**Extrait choisi:**
►►Les pays doivent respecter la science et le droit international sur la question de l’exploitation des fonds marins, lesquels ne peuvent pas devenir un « Far West », a déclaré lundi le secrétaire général des Nations Unies, Antonio Guterres, en ouvrant les travaux de la troisième Conférence des Nations Unies sur l’Océan tenue à Nice en France.
NICE (France)-Les pays doivent respecter la science et le droit international sur la question de l’exploitation des fonds marins, lesquels ne peuvent pas devenir un « Far West », a déclaré lundi le secrétaire général des Nations Unies, Antonio Guterres, en ouvrant les travaux de la troisième Conférence des Nations Unies sur l’Océan tenue à Nice en France.

**Extrait de données:**
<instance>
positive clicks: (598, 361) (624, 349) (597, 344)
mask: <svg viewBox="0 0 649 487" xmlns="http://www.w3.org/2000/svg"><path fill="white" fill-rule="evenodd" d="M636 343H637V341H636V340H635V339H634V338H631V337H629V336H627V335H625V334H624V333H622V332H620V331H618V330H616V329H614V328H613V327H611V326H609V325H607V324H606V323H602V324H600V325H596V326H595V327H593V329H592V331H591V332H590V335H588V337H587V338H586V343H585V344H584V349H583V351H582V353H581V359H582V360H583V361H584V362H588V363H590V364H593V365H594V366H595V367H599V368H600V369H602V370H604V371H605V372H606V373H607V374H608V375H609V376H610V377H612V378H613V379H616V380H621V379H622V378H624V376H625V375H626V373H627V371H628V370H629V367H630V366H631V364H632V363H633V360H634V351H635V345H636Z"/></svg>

**Énoncé 1:**
D'après l'article sur la Conférence des Nations Unies sur l'Océan, qui a ouvert les travaux de cette conférence ?
**Énoncé 2:**
Pouvez-vous traduire en anglais cette phrase de l'article sur la Conférence des Nations Unies sur l'Océan : « Les pays doivent respecter la science et le droit international sur la question de l'exploitation des fonds marins, lesquels ne peuvent pas devenir un « Far West », a déclaré lundi le secrétaire général des Nations Unies, Antonio Guterres, en ouvrant les travaux de la troisième Conférence des Nations Unies sur l'Océan tenue à Nice en France. » ?
**Énoncé 3:**
Poursuivez l'article sur la Conférence des Nations Unies sur l'Océan à la suite de sa dernière phrase.

**Réponse 1:**
Antonio Guterres, secrétaire général des Nations Unies.

**Réponse 2:**
Countries must respect science and international law on the issue of seabed exploitation, as the seabed cannot become a "Wild West," United Nations Secretary-General Antonio Guterres said on Monday as he opened the proceedings of the third United Nations Ocean Conference, held in Nice, France.

**Réponse 3:**
« L’enjeu est de concilier les préoccupations justifiées concernant l’impact sur l’environnement avec l’intérêt légitime que présentent ces ressources à l’appui d’une économie océanique durable et de la transition vers l’énergie verte », a indiqué le chef de l’ONU. Ainsi, la voie à suivre par les pays doit être « fondée sur la science, éclairée par le principe de précaution et conforme aux droits et obligations prévus par la Convention des Nations Unies sur le droit de la mer ».
« Je soutiens les travaux en cours de l’Autorité internationale des fonds marins sur cet enjeu important. Les grands fonds ne peuvent pas devenir un ‘Far West' », a souligné M. Guterres.
Organisée conjointement par la France et le Costa Rica, l’UNOC3 a pour objectif de soutenir la mise en œuvre de l’objectif de développement durable 14 des Nations Unies (ODD14) « Conserver et exploiter de manière durable les océans, les mers et les ressources marines aux fins du développement durable ».
S’exprimant à la session d’ouverture, le président français Emmanuel Macron s’est lui aussi opposé à l’exploitation des grands fonds, jusqu’ici peu connus par la science. « C’est de l’obscurantisme que de faire de l’exploitation avant d’avoir commencé l’exploration. Le moratoire sur l’exploitation des grands fonds marins est une nécessité internationale », a-t-il déclaré.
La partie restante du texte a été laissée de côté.